### WHAT IS BEING ASKED
The required output is the line containing "Could you point to the price" through the final line of the material below, printed exactly, with no other lines.

Source data:

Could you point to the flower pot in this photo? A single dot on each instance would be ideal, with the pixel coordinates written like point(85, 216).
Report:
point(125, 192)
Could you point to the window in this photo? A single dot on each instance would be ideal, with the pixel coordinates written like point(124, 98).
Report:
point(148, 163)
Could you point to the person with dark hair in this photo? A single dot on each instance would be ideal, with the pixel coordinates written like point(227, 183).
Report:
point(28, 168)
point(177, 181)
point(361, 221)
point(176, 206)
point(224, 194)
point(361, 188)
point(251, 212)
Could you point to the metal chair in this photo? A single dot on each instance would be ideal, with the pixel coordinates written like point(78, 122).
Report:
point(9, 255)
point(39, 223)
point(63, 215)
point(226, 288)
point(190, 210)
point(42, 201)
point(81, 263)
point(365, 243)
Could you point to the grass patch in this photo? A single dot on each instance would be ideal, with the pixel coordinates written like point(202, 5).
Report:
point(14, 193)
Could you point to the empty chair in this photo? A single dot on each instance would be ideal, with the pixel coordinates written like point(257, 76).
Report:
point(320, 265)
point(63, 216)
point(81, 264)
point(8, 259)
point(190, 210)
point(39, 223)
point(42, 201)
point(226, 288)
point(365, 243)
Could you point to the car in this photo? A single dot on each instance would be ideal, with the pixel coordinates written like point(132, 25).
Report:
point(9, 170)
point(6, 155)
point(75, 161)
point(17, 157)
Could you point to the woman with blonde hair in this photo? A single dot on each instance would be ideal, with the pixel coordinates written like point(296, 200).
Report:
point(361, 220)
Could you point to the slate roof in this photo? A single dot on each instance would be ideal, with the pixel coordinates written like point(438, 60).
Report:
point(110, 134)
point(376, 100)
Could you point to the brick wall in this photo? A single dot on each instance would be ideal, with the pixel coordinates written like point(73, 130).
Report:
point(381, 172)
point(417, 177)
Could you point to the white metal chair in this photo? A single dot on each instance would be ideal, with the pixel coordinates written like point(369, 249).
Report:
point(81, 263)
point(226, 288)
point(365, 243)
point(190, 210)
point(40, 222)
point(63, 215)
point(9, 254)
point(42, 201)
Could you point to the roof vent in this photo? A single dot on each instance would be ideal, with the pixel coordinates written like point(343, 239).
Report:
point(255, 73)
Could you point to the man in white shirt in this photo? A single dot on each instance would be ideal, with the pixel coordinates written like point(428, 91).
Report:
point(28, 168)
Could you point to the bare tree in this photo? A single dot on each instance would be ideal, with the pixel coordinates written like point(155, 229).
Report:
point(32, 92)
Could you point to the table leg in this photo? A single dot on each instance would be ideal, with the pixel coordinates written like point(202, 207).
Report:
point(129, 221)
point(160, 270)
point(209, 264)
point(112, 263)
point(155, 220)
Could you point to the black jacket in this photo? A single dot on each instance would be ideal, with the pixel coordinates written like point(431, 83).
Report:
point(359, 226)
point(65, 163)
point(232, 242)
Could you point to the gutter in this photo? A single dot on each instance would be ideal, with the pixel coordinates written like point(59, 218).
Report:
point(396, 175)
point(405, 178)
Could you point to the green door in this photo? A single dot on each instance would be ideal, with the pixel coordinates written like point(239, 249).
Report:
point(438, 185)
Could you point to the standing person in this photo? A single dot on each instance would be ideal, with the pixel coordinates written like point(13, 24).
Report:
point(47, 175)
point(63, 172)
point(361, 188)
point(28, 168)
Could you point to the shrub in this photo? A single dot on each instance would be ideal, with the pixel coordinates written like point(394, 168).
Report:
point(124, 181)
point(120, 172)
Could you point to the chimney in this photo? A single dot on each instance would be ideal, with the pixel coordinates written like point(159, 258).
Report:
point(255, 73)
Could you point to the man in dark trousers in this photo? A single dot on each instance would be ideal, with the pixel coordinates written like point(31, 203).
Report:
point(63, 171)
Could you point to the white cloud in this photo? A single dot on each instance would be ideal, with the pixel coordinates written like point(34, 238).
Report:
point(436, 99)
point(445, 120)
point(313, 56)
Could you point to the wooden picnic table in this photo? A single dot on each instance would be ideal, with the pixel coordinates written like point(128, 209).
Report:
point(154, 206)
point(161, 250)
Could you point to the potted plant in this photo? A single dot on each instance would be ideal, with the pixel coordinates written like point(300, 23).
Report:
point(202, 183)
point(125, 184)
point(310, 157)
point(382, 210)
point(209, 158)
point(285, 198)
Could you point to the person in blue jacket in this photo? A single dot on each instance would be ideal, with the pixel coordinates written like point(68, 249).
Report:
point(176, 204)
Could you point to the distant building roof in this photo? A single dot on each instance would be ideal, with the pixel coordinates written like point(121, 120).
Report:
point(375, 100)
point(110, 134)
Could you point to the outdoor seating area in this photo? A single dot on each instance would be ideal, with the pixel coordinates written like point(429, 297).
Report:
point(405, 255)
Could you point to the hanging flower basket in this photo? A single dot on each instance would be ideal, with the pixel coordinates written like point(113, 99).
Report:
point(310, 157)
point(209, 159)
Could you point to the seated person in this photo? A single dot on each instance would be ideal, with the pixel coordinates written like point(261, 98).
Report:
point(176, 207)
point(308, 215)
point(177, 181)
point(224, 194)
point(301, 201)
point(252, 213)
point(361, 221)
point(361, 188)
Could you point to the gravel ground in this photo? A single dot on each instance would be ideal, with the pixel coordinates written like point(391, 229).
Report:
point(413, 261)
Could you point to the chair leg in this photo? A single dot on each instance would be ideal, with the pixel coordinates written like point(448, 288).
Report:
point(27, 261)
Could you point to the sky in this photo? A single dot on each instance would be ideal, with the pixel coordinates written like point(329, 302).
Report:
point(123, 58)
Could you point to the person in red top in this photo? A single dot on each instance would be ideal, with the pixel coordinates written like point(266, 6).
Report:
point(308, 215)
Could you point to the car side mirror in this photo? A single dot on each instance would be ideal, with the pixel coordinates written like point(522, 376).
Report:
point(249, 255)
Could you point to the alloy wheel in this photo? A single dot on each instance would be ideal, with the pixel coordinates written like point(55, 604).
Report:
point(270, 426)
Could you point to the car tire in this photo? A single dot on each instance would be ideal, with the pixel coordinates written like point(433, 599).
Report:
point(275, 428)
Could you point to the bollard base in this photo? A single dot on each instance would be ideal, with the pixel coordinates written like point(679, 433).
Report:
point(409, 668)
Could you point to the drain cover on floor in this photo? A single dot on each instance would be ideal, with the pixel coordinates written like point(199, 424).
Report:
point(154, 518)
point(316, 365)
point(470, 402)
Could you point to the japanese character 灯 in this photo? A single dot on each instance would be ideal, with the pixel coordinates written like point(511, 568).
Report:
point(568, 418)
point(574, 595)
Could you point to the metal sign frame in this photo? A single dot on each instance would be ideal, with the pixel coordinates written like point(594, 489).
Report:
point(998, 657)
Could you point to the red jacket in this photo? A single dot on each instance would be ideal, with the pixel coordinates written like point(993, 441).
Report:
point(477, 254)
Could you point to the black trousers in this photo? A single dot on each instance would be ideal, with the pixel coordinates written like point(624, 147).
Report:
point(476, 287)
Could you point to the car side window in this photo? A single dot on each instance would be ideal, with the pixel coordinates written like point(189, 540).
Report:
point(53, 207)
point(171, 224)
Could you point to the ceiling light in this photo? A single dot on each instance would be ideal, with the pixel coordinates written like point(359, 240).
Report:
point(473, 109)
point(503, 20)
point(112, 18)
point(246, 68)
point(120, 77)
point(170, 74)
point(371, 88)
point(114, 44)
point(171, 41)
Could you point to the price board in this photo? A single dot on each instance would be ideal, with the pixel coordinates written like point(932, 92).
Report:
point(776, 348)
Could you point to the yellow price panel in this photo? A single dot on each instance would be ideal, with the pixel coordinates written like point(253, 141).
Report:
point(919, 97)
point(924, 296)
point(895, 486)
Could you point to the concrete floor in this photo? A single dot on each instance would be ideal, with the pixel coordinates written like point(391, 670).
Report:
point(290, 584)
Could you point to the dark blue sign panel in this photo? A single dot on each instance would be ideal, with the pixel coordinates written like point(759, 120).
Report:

### OUTPUT BELOW
Could you point to the price board in this photo? A single dot on each instance would be ideal, with the pixel coordinates written like point(932, 92).
Report:
point(776, 348)
Could you point to the yellow price panel in this photo? A single dot on each instance would be ideal, with the pixel coordinates written like point(253, 141).
Report:
point(919, 97)
point(924, 296)
point(895, 486)
Could you point to the concrete floor in this photo? A single dot on each instance would be ideal, with the pixel coordinates written like point(391, 670).
Report:
point(290, 584)
Could you point to the dark blue sign panel in this photo? A single dot on each instance would be ideal, with the pixel coordinates written like point(759, 120).
Report:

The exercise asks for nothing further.